--- Supplied data Enclosed Below ---
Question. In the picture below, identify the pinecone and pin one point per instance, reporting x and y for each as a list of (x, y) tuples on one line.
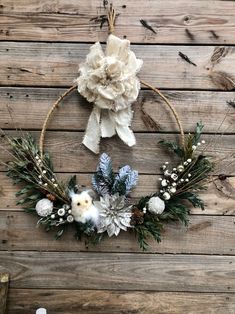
[(137, 216), (51, 197)]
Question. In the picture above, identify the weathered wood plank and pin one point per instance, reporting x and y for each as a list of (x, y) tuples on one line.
[(219, 198), (4, 281), (18, 232), (54, 64), (199, 22), (147, 156), (20, 109), (113, 302), (119, 271)]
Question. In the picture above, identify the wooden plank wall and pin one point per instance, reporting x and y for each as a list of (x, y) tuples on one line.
[(192, 270)]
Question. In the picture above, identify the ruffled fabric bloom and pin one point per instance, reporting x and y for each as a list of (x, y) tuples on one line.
[(108, 80)]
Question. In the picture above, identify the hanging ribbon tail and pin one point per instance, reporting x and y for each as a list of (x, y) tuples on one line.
[(122, 120), (107, 124), (93, 133)]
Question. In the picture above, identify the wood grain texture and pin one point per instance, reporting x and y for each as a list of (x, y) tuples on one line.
[(117, 271), (194, 22), (23, 301), (219, 198), (147, 156), (20, 109), (204, 235), (4, 281), (56, 64)]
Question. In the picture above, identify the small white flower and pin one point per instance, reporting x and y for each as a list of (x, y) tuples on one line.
[(174, 176), (180, 168), (166, 196), (172, 190), (44, 207), (164, 182), (61, 212), (156, 205), (167, 173), (70, 218)]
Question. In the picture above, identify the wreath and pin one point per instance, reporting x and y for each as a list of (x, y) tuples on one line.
[(108, 80)]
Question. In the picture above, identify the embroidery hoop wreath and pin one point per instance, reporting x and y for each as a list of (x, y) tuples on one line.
[(55, 201)]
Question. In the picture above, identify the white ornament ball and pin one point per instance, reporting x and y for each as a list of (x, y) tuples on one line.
--- End of Enclosed Supplied data ---
Task objective:
Each line above has to be returned exactly. Drop the pictures.

Exercise output:
Question. In the picture below, identify the pinecone and pin one point per instance, reporting x and y for each as a list of (x, y) tuples on one line.
[(137, 216), (51, 197)]
Question. In the picture above, identify the weathered wood plank and pin one point per instance, reporting x and y for each as a list of (x, y) tuples on one line.
[(219, 198), (4, 281), (18, 232), (54, 64), (199, 22), (147, 156), (20, 109), (113, 302), (119, 271)]
Question. In the picture above, identify the wooden plank wall and pin one point per instance, reporting x and y for each as a list of (x, y) tuples on one line.
[(192, 270)]
Question. In the picture above, identify the ruffled fabric bloom and pin one point per instance, reporting x and y for each as a list of (x, y) tuples on one line.
[(108, 80)]
Question. In the picture above, identify the hanging ribbon tail and pin one point per instance, reporting x and y for each as a list of (x, y) tuples on one line.
[(122, 120), (107, 124), (93, 133)]
Question. In the picture above, identify the wood grain texture and pin one point per instance, reporting x and y for each as a list of (x, y) tuples on one line.
[(117, 271), (194, 22), (23, 301), (219, 198), (147, 156), (20, 109), (204, 235), (4, 281), (56, 64)]
Question. In the picture above, identify the small white flower and pin one point per instance, reporting x and y for each as a list of (x, y) tuples on one line.
[(174, 176), (180, 168), (166, 196), (172, 190), (44, 207), (164, 182), (61, 212), (156, 205), (167, 173), (70, 218)]
Question. In the picture above, identify the wreath and pin one point per instance, reporting x and y for each as a list of (x, y) tuples on one line.
[(108, 80)]
Question. In the picture above, identify the embroidery hoop wreath and pin one point per instance, reporting x and y for each as a list of (x, y) tuples on one line.
[(55, 201)]
Question. In the picture above, identify the white ornament ball and pin one point per instance, reporting x and y for each as a list of (x, y) tuples on one line.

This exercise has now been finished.